De modernistische bouwfase van 1959-1963 bestaat uit drie met elkaar verbonden vleugels: één lange, zuidelijke vleugel die dwars op de Oude Houtlei staat en doorloopt tot tegen een korte, oostelijke vleugel aan Ingelandgat, beide vijf bouwlagen hoog. De oostelijke vleugel is door middel van een smal, schuin volume verbonden met een dieper gelegen, min of meer parallelle derde vleugel van zes bouwlagen aan de Watergraafstraat. Die vleugel heeft nog een noordoostelijke uitbouw van vijf bouwlagen onder een afgeschuind dak, aansluitend bij de bestaande bebouwing in die straat. Het oostelijke deel van de koer dat gevat is tussen deze drie vleugels is overdekt met een plat dak. Ook de drie vleugels hebben een plat dak en de zuidelijke vleugel wordt centraal bekroond met een koepelvormig observatorium. Verder bevatten deze gebouwen op de gelijkvloerse, eerste en tweede verdieping gemeenschappelijke ruimtes en klaslokalen, veelal met een gang aan de zijde van de binnenkoer. De bovenliggende verdiepingen hebben een centrale gang met slaapkamers voor internen aan weerszijden.

De straatgevel aan Ingelandgat is symmetrisch opgebouwd en bestaat uit drie volwaardige bouwlagen en twee, trapsgewijs terugwijkende dakverdiepingen. Bij de onderste drie bouwlagen bevindt zich centraal een bredere circulatietravee met een betonnen claustra in honinggraatmotief (volgens de plannen rechthoekig), aan weerszijden geflankeerd door sterk opengewerkte gevels, bestaande uit een betonskelet van regels (ter hoogte van de vloerplaten) en uitspringende pijlers, beide in kunststeen. Dit skelet wordt ingevuld door grote vensters met een kunststenen dorpel en een borstwering van blauwe terracotta tegels. De twee dakverdiepingen hebben kleinere, vierkante ramen (iets groter in de centrale travee) en een aluminium bekleding. De muurdam op de hoek van de Watergraafstraat is bekleed met een kenmerkend parement van afwisselend smalle, horizontale en bredere, verticale kunststenen panelen. De blinde zijgevels van deze vleugel zijn ook uitgewerkt met een dergelijk parement met uitzondering van een decoratief, rechthoekig patroon van glasdallen, centraal op de derde verdieping van de noordgevel.

Opdrachten:
A. Som alle straatnamen op die in de beschrijving van de modernistische bouwfase genoemd worden.
B. Zet de beschrijving van de modernistische bouwfase voort vanaf het punt waar die ophoudt.

Gegevensregels:

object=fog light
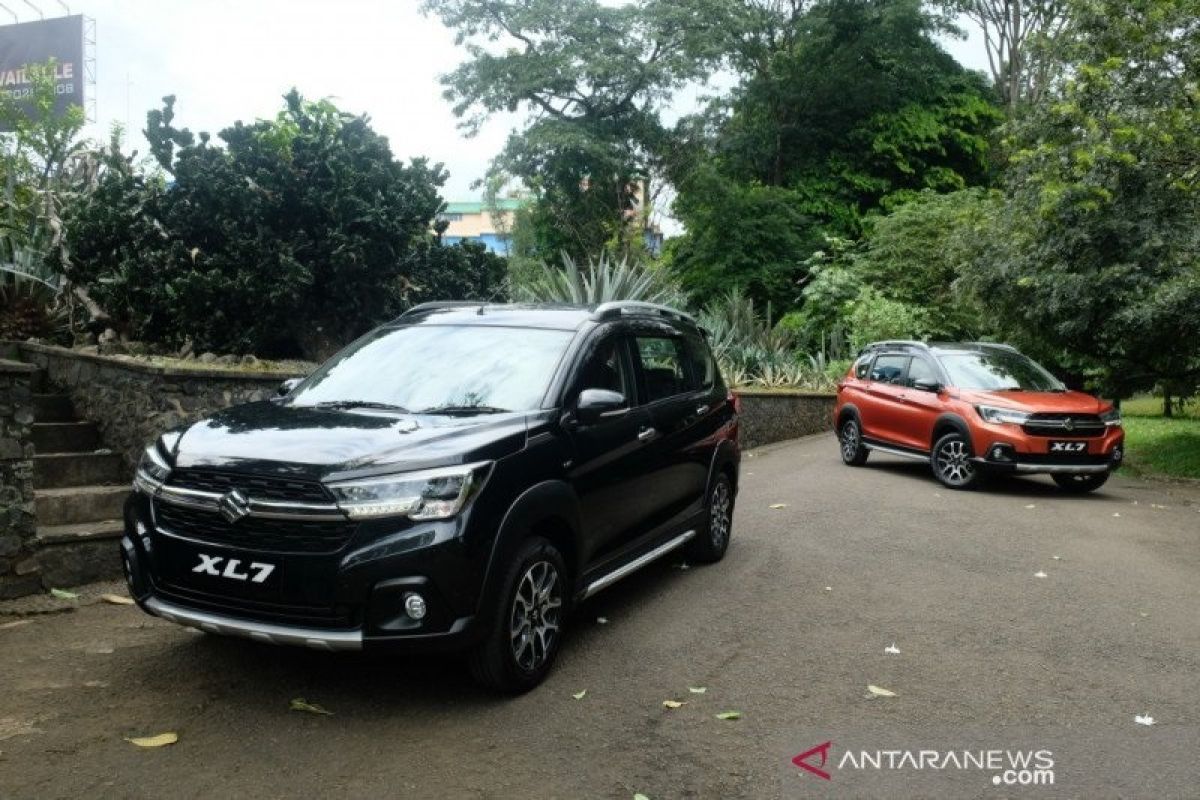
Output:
[404,591,427,620]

Antwoorden:
A. Oude Houtlei, Ingelandgat, Watergraafstraat

B.
De straatgevels aan de Watergraafstraat sluiten verder aan bij die aan Ingelandgat, weliswaar zonder terugwijkende dakverdiepingen maar wel met verjongende vensters vanaf de derde verdieping, waar de slaapkamers zich bevinden. De uitbouw aan de Watergraafstraat heeft een meer klassieke, gesloten gevelopbouw met een parement van kunststeen en traditionele, eenvoudige rechthoekige vensters.

De gevel aan de Oude Houtlei is hoog en smal (smaller dan de achterliggende vleugel) en grotendeels gesloten met het kenmerkend parement van kunststenen panelen, zoals op de hoek van het Ingelandgat en de Watergraafstraat. De enige openingen in deze gevel zijn drie eerder klassiek ogende vensters op de begane grond en een opvallend vormgegeven en monumentaal betonnen raam bovenaan links, bestaande uit een onregelmatige achthoek met een patroon van smalle horizontale en verticale roedeverdelingen.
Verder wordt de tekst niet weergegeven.